EXERCISE GOAL:
Pick out each line of the records containing the word "golden" and copy it. Case counts.

DATA RECORDS:
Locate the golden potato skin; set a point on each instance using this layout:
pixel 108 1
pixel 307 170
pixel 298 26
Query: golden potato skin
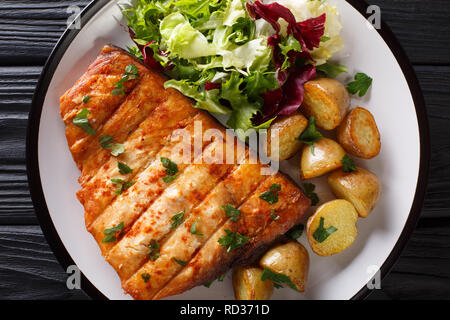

SOLUTION:
Locate the golden potato skin; set a point on each instance using this layout:
Query: golden potato skin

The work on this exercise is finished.